*** Block opens ***

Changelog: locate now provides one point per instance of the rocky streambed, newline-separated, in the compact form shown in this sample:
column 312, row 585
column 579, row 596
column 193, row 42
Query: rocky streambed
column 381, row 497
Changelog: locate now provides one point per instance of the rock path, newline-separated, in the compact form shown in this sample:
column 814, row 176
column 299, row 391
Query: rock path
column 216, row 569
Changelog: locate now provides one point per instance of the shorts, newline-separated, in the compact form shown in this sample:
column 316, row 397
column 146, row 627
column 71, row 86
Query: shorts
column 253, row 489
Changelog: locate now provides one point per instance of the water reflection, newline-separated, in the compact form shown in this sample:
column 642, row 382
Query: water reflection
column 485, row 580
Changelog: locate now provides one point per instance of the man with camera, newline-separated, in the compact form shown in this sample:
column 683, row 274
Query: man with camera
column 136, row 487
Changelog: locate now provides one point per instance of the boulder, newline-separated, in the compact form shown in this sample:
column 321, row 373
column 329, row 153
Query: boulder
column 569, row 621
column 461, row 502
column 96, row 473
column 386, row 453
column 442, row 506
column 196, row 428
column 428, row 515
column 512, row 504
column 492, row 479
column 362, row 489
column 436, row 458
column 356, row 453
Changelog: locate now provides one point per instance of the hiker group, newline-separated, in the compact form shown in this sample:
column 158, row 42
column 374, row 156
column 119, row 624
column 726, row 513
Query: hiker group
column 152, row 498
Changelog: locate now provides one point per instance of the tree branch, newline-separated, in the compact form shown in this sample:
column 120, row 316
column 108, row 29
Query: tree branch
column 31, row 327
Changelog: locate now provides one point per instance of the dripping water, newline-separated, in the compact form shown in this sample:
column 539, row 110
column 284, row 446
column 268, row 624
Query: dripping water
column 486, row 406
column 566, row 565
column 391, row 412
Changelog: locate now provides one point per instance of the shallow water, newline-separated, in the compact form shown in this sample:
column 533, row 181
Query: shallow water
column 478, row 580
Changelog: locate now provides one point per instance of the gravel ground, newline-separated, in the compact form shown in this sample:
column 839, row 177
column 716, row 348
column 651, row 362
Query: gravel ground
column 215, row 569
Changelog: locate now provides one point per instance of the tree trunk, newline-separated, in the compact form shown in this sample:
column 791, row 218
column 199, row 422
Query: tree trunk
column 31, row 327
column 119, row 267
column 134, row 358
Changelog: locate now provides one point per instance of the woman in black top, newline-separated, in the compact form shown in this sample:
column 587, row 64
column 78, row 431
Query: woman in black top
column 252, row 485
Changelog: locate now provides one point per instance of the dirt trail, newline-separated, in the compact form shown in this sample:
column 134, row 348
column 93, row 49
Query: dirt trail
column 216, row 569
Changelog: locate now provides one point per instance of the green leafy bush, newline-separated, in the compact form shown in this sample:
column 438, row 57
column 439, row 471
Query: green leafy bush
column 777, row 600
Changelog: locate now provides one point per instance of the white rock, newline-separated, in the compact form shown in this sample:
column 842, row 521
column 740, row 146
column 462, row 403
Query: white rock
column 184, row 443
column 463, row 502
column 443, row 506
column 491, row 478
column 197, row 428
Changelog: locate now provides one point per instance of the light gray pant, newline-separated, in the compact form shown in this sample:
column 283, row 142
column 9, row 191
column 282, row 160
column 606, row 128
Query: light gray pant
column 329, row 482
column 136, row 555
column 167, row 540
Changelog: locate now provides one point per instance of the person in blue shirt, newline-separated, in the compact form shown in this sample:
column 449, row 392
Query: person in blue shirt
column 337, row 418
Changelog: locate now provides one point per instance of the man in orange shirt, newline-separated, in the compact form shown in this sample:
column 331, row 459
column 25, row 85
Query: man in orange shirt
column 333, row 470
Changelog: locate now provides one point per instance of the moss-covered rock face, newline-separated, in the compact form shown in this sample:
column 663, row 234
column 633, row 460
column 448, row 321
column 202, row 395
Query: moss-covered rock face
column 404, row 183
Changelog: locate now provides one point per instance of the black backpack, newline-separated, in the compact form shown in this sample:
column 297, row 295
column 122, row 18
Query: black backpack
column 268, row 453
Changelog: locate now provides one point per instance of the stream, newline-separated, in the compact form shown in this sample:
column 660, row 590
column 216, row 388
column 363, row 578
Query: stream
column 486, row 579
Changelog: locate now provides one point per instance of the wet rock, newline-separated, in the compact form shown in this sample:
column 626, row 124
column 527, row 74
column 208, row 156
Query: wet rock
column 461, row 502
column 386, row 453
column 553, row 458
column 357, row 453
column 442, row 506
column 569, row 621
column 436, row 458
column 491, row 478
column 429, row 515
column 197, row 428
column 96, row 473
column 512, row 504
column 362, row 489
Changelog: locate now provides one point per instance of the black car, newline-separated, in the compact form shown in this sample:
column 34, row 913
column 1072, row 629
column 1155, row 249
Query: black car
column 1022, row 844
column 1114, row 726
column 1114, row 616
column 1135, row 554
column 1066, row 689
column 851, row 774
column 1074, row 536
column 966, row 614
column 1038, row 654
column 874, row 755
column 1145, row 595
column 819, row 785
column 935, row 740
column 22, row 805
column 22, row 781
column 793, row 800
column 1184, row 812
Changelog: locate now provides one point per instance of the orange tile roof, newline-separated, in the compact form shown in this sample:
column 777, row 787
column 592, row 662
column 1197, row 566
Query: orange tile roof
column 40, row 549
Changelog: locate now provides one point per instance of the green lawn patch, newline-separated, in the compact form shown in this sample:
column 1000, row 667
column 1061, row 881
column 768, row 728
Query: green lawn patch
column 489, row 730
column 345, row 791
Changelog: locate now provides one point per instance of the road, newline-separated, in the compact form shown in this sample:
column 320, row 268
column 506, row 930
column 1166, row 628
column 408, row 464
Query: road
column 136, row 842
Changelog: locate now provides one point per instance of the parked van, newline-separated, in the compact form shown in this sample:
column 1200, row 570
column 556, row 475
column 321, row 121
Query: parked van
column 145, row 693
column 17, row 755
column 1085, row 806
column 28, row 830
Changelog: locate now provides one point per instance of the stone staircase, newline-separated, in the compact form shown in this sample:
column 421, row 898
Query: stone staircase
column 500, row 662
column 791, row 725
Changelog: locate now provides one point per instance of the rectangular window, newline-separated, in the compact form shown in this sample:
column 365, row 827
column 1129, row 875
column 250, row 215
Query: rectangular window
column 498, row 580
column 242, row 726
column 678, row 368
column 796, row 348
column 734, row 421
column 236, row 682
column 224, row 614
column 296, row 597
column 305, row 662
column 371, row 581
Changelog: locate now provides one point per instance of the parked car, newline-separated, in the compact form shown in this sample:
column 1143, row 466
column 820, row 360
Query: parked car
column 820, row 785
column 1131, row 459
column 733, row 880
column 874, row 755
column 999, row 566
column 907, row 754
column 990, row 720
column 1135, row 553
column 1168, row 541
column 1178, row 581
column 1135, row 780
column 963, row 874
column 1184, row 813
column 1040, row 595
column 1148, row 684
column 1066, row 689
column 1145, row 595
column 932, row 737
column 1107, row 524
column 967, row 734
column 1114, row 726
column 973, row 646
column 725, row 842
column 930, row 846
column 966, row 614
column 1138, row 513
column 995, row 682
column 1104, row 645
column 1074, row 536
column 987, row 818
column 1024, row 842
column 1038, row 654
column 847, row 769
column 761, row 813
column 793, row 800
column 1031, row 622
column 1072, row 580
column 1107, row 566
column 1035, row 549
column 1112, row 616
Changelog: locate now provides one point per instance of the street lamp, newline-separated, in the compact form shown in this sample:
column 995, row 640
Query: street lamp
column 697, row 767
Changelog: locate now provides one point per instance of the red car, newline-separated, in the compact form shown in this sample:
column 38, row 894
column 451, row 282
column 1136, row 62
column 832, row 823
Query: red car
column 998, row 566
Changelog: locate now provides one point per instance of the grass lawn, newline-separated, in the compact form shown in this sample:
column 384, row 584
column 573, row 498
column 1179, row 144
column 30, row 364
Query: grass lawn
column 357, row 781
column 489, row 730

*** Block closes ***

▶ _Task goal_
Within the material above, copy exactly the lines from the line that holds "column 134, row 348" up to and including the line that holds "column 439, row 471".

▶ _Exercise result_
column 134, row 348
column 93, row 49
Query: dirt trail
column 216, row 569
Changelog: locate now provides one point per instance of the green leafy bush, newline-separated, in the compact form shown in this sample:
column 438, row 57
column 439, row 471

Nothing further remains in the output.